## Stored dataset items
---------------
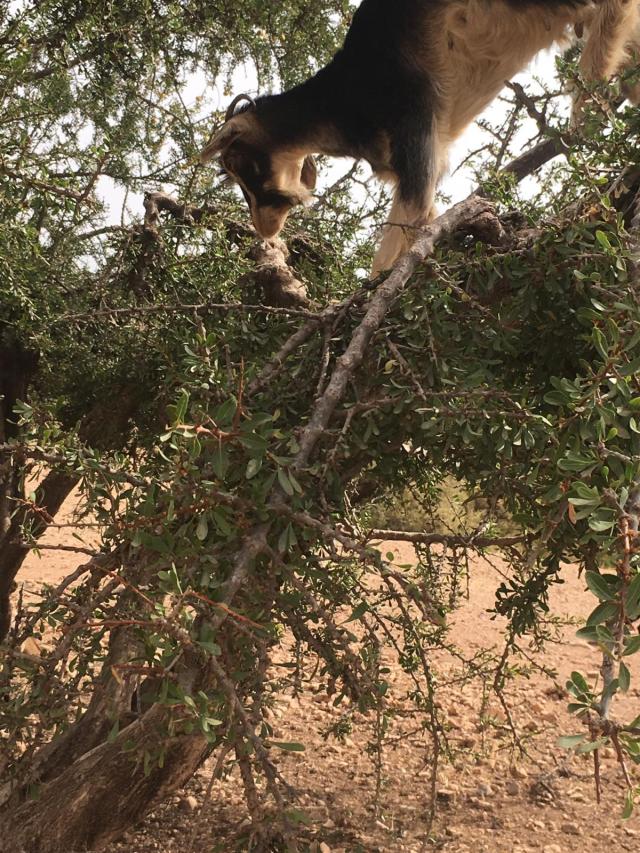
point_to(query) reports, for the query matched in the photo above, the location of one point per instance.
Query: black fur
(372, 91)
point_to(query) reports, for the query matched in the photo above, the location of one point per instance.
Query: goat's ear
(229, 132)
(309, 174)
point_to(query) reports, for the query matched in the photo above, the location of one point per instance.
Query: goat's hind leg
(399, 233)
(612, 30)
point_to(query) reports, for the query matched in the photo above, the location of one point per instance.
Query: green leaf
(358, 612)
(253, 466)
(202, 530)
(624, 677)
(285, 484)
(631, 645)
(602, 238)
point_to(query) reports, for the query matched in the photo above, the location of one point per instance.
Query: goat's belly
(481, 44)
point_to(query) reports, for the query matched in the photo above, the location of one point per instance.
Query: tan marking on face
(268, 221)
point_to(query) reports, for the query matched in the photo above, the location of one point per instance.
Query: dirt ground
(491, 799)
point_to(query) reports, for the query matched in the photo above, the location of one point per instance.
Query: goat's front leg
(400, 232)
(612, 31)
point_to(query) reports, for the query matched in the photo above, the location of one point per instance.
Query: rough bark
(105, 791)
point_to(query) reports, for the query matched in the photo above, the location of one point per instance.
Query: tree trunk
(104, 792)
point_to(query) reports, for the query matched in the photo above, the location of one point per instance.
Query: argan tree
(230, 411)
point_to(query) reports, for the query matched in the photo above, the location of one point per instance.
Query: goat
(410, 77)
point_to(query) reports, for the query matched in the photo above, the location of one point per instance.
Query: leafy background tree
(233, 442)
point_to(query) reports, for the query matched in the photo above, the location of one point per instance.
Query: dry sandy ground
---------------
Extract each line of the listing that contains the word "tree".

## Response
Query: tree trunk
Query: argan tree
Query: leafy background tree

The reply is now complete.